(Saved entries)
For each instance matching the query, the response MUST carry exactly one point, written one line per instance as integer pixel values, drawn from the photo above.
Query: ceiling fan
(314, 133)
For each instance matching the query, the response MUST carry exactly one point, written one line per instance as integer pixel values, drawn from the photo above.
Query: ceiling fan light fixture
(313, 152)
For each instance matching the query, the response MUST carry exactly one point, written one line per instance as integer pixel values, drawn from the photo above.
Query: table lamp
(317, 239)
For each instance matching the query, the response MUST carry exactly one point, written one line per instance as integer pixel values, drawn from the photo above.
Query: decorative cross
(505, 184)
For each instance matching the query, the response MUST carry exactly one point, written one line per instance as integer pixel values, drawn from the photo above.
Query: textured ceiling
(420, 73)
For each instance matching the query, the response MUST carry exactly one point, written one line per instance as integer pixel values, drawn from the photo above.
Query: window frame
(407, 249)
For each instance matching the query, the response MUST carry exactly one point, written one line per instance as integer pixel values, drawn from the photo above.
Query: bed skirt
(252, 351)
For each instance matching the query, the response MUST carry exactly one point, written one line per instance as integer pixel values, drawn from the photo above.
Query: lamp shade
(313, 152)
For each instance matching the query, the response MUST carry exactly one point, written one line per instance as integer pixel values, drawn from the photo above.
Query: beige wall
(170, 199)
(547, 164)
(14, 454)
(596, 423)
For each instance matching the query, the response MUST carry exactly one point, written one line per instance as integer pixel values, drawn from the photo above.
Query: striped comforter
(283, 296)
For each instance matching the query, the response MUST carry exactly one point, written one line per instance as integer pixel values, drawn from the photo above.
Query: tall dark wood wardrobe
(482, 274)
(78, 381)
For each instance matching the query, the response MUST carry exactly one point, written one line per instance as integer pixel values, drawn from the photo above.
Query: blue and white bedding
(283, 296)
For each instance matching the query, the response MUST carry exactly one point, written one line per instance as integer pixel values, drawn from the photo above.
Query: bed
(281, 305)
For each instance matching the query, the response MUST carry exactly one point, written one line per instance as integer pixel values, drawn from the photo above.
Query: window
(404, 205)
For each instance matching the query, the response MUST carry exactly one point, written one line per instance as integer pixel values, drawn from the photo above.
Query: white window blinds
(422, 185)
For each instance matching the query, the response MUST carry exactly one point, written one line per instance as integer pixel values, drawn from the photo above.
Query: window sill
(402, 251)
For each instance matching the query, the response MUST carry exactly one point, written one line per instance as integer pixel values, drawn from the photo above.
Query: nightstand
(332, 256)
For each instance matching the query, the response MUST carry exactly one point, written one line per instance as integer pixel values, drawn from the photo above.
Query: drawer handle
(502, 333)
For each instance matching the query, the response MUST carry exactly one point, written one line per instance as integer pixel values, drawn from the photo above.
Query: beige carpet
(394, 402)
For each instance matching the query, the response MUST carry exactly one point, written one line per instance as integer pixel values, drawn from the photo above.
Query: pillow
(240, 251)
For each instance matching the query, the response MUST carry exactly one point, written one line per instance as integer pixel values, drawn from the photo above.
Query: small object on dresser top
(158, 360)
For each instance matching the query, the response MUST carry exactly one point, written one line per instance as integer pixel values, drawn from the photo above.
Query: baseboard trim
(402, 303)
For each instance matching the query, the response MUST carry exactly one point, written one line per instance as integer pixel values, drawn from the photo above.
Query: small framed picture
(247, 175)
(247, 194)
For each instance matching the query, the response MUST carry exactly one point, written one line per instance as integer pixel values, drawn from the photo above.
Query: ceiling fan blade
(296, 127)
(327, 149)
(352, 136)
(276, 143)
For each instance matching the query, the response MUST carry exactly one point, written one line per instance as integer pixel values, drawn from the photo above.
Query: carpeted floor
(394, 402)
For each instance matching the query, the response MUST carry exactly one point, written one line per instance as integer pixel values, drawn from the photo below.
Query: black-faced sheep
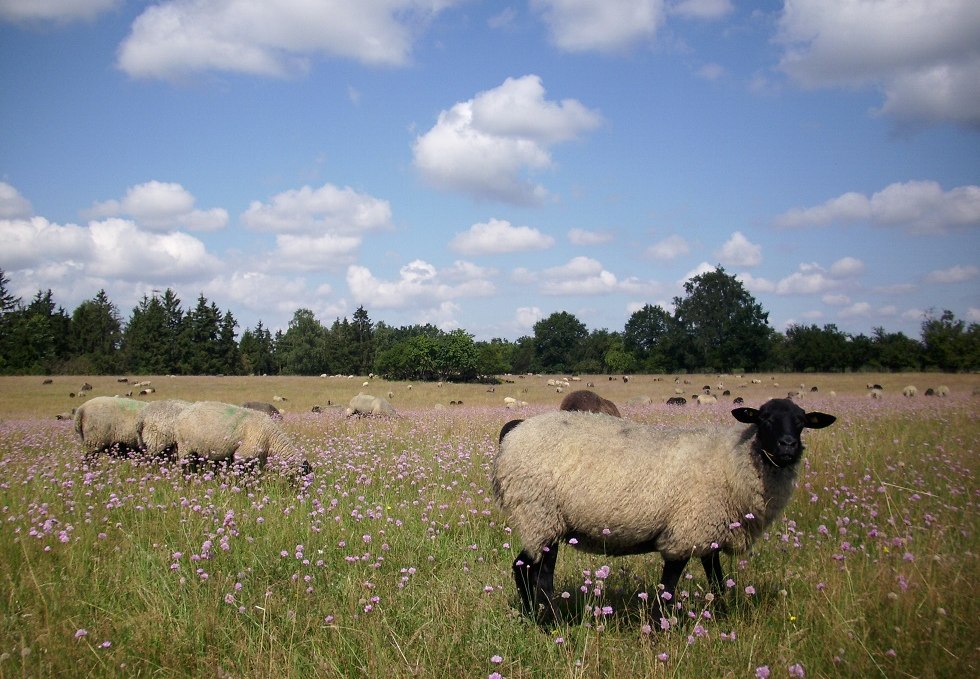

» What you need to do
Could you print all of the entries above exactly as written, minus the pictures?

» Exercise output
For each instance matching the query, the response MUST carry exactly one point, written one line per instance as integer pixel values, drawn from the photo above.
Query: ceiling fan
(314, 133)
For each instance matching the query, the response MUST carry exactly one point, written one line per instance as integer pixel values, drawn from the photo above.
Query: ceiling fan light fixture
(313, 152)
For each instance matching the query, the response MUST carry exactly one point, written one line per instance as integer pixel values, drawn from the photo above.
Query: table lamp
(317, 239)
For each instance matching the query, the response MUST carry exactly one point, written one line per instance as integer pixel values, drawn from the photo above.
Query: decorative cross
(505, 184)
For each instance matching the query, the response MUST carry exactly one point, written one line per instance as integer pixel values, drawn from the photo above.
Query: textured ceiling
(420, 73)
For each instance matching the query, the response MUST carry exactly one point, written one line per instance as integer pixel values, drawn from the photo above.
Query: window frame
(407, 249)
For each instance matching the query, the response MUST carry exactly one point, written one line per instance as integer pixel values, drawn from the photo above.
Query: bed skirt
(252, 351)
For each instance matching the query, the response MUST carry exactly one point, written one line per instance as integer pixel values, drawn from the photo above.
Query: lamp shade
(313, 152)
For each instance matching the query, the response MUST carry exactly one point, written one line per instance as integer pixel values, drawn from the photo above.
Query: beige wall
(170, 199)
(547, 164)
(14, 454)
(596, 423)
For each instance matching the query, the response MUST carry exactly one point, written one line per instance as integer pixel values, drawn from the photo above.
Query: striped comforter
(283, 296)
For each instance matching the query, the response MUST carry exactly one point, written one line per instance as integer pixel values, drawn from the photo above.
Query: tall dark wood wardrobe
(482, 274)
(78, 381)
For each instance matching the query, the response MUST carry exactly one point, written one line per instance as integer pixel values, drawn from the photo above.
Query: blue and white bedding
(283, 296)
For each instance matching the query, the response MUST carry exactly one point, written one line per instance as integer pixel values, drawn from the photo above.
Query: bed
(281, 305)
For each instance matching the query, the response MUST carry exactly one point, written one line per instance as integer pixel values, drawn from the photo above.
Query: window
(404, 205)
For each instance matching the query, the response MUST carry exactly one point, written one line per instance as integer pixel values, drawn from the photo above.
Query: white window blinds
(422, 185)
For each instance matching the query, the response MUST carry exactly one point, written one line per instance as integer pixel values, drawn from the photo above.
Query: window sill
(402, 251)
For each instance matching the query, the response MUST carry exactly one point, written one line per instance as integer pixel values, drawn from the photo above.
Query: nightstand
(332, 256)
For each instance matching the query, the response MUST carry exactly one point, written one line per instance as integer pixel values, drawn from the photo above.
Query: drawer handle
(502, 333)
For each instance matching the query, the response MUST carry exactly one point, written one line per instance as integer pixel values, drawn from the photo above.
Query: beige carpet
(394, 402)
For each instance matching the query, the response MUST carry exactly one point, written one line per instance as integer pixel values, drawn from the photo above.
Query: pillow
(240, 251)
For each instance matching the query, the response MUST carry exactly one point, written one line per instance as integer pixel values, drawn from the photo above.
Query: small object on dresser top
(158, 360)
For each instance matching the query, the response MUST carry exactly one point, written one line per instance as integer pixel values, drawn from the photo above.
Query: baseboard trim
(402, 303)
For each instance matching the query, the response MUST carry exactly one point, written one line per instance as integer pixel values, drawn from the photo above.
Query: small framed picture
(247, 175)
(247, 194)
For each instance matching the query, the response MUST carry exactly one point, written one line per instance as integer pixel values, drawn from the photo above.
Query: ceiling fan blade
(296, 127)
(327, 149)
(352, 136)
(276, 143)
For each instance matching the query, the response MUST carry exactly one point, written one line per instance as integer pixel values, drawn from the photo above.
Query: carpeted floor
(394, 402)
For each instance matching the query, the response MUST carry exactly one point, written one line per instance as integer pixel values, drawn from the photo below.
Query: black-faced sheep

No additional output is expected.